____ EXTRACTED RECORDS

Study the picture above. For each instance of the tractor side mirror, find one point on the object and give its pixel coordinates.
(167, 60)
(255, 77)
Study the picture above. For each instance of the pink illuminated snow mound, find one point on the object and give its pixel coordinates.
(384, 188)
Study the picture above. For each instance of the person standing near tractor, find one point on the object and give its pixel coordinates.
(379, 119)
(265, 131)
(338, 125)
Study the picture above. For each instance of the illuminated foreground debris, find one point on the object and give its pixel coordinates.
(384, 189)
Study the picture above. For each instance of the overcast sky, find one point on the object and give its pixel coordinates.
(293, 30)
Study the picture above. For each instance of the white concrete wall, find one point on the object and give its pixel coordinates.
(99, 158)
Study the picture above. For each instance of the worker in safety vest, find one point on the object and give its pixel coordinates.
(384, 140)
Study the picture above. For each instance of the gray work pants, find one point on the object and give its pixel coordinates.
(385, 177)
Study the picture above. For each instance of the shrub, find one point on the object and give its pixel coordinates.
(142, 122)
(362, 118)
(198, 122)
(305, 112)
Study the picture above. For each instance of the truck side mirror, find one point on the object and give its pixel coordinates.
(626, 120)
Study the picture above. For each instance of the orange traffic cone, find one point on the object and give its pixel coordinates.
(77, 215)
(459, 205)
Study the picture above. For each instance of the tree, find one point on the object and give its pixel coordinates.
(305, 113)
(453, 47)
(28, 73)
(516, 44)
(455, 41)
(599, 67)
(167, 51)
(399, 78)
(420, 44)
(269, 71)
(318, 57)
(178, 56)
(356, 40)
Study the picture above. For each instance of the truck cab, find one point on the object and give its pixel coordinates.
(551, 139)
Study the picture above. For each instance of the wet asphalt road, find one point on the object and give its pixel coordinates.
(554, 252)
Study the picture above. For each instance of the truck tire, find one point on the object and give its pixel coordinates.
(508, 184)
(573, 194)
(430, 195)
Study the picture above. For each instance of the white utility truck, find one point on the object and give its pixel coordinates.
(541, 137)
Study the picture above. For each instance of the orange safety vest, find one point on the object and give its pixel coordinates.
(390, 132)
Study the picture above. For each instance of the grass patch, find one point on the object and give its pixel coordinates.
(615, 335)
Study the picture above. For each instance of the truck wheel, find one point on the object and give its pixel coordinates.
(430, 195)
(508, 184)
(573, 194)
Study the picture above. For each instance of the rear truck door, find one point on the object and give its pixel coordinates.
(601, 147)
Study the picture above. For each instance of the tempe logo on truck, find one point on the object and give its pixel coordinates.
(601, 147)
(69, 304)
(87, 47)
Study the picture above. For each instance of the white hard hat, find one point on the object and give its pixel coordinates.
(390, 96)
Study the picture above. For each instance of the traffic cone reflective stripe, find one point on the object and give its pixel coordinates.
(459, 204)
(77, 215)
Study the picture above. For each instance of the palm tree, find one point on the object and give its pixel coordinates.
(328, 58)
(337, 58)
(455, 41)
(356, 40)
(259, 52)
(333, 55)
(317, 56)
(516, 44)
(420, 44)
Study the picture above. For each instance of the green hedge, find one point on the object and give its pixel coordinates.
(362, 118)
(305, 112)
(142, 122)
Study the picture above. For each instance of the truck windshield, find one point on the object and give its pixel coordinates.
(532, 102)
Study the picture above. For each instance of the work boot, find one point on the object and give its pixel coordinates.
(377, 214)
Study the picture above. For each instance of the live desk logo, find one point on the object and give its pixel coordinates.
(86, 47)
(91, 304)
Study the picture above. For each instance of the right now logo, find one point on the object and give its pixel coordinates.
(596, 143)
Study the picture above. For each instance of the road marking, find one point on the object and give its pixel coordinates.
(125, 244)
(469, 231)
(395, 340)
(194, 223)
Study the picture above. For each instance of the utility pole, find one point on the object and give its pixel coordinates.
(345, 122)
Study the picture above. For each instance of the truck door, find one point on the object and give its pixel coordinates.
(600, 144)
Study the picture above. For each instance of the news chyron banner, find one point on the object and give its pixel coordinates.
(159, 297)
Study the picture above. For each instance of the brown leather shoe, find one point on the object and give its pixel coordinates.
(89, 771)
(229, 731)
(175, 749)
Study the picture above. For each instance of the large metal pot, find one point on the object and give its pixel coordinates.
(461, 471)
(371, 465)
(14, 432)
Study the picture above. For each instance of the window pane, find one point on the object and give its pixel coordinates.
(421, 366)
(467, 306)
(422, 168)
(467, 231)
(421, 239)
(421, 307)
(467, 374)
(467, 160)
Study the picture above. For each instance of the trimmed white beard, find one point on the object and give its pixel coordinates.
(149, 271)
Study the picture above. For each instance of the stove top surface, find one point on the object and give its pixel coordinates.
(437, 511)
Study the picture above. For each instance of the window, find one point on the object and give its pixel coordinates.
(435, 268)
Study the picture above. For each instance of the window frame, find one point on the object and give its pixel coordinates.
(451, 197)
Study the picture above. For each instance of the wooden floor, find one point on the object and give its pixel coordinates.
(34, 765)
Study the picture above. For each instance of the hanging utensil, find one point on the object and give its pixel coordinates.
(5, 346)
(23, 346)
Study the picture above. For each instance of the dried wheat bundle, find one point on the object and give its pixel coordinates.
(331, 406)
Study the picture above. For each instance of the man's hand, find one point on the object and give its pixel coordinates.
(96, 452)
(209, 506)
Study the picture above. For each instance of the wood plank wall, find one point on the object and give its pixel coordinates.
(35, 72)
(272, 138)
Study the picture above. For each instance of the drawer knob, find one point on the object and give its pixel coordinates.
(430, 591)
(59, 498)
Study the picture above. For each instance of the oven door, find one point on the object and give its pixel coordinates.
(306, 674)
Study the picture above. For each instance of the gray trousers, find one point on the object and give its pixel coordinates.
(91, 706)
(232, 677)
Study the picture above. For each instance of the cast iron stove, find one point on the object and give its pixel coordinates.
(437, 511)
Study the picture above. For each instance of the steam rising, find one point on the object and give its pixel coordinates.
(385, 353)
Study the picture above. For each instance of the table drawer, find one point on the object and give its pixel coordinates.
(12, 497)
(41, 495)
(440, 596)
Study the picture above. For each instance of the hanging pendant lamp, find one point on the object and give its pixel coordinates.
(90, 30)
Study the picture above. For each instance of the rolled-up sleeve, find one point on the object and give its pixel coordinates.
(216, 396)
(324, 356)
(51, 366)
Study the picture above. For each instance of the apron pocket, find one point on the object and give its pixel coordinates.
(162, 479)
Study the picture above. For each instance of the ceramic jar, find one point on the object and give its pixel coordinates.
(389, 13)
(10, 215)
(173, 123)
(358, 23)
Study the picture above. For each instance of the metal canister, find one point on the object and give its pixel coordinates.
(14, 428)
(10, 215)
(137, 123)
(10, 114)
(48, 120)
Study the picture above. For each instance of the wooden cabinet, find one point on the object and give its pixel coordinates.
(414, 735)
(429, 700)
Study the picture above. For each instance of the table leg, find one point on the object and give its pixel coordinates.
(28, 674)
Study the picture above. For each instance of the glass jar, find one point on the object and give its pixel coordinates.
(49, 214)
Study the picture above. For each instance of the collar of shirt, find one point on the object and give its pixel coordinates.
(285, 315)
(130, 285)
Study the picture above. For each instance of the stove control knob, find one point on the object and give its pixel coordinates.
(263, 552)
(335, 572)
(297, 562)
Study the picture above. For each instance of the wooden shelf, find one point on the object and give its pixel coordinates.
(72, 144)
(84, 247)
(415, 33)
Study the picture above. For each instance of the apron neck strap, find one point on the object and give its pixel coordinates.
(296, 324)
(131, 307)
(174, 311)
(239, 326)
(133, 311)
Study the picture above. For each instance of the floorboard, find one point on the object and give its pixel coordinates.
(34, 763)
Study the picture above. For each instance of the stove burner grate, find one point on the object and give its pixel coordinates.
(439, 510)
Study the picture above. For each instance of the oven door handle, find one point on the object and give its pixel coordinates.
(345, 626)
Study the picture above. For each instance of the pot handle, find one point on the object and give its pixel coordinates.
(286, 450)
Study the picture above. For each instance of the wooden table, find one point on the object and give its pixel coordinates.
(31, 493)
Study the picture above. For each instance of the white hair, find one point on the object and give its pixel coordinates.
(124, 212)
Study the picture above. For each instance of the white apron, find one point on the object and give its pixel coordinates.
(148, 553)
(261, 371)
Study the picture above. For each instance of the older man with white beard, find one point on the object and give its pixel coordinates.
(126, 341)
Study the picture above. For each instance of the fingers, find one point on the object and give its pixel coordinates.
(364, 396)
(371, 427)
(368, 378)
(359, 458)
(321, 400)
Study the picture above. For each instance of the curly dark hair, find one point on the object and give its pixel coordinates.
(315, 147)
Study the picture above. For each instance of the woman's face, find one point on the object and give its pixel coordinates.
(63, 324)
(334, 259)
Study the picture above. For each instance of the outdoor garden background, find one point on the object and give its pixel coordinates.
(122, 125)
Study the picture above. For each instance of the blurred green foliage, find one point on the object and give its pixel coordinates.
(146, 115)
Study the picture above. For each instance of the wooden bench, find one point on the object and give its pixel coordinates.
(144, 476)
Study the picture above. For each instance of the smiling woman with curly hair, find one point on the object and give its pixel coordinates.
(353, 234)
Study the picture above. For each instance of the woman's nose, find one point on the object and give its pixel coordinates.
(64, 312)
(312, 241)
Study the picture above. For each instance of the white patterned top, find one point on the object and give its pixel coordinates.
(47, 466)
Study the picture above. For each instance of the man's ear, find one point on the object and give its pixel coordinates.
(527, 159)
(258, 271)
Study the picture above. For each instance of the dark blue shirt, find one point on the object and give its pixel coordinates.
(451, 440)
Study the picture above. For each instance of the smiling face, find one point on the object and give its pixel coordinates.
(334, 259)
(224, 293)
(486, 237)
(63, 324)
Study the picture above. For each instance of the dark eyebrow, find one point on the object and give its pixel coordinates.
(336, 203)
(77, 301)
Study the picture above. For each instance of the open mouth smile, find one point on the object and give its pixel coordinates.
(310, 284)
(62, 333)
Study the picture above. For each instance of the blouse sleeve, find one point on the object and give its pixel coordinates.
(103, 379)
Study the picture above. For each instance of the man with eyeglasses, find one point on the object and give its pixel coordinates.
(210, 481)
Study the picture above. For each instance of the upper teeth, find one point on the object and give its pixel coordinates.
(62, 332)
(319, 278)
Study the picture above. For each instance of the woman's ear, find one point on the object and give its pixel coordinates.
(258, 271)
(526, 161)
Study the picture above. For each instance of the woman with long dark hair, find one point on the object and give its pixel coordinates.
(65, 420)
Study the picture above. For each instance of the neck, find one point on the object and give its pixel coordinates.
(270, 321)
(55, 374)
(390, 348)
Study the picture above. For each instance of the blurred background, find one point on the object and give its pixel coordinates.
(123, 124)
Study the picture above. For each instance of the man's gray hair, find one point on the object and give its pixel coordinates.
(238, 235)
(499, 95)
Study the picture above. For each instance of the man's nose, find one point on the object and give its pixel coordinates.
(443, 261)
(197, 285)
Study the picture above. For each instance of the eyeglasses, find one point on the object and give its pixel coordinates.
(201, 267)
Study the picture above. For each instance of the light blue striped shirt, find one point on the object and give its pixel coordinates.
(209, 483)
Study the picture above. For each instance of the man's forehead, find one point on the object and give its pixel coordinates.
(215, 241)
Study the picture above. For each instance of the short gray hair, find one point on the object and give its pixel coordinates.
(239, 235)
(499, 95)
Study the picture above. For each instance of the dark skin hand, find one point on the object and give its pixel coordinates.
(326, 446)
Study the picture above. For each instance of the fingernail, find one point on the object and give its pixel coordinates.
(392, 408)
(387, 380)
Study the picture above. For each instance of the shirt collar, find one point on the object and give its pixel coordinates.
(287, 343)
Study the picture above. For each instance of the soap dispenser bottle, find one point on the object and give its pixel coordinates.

________

_THE PROBLEM_.
With the line containing "Study the picture above. For each instance of the man's gray" as the first and the last line of the records as the final one, print exactly the lines in that span.

_SOLUTION TO THIS TASK_.
Study the picture above. For each instance of the man's gray hair, find one point on the object and give its pixel coordinates.
(238, 235)
(499, 95)
Study the picture above. For each instance of the man's nose, find one point on the object and give its pixel coordinates.
(443, 261)
(197, 285)
Study the picture above. For each instance of the eyeglasses, find one point on the object and give its pixel coordinates.
(201, 267)
Study the picture above. For each instance of the light blue striped shirt, find one point on the object and give its pixel coordinates.
(209, 483)
Study the picture above. For each instance of the man's forehead, find one point on the object and give its pixel coordinates.
(215, 241)
Study the picture above. For each instance of the short gray hair, find one point on the object and give its pixel coordinates.
(239, 235)
(499, 95)
Study the picture above. For each instance of the dark skin hand, find one point on the object and give its pixel coordinates.
(326, 446)
Study the picture above. For each instance of the fingernail, find one point on the object and give its pixel coordinates.
(392, 408)
(387, 380)
Study the picture above. For each instance of the shirt collar, find one point on the object and give its pixel coordinates.
(287, 343)
Study the picture above. For each instance of the soap dispenser bottle, find one point on the object and give its pixel coordinates.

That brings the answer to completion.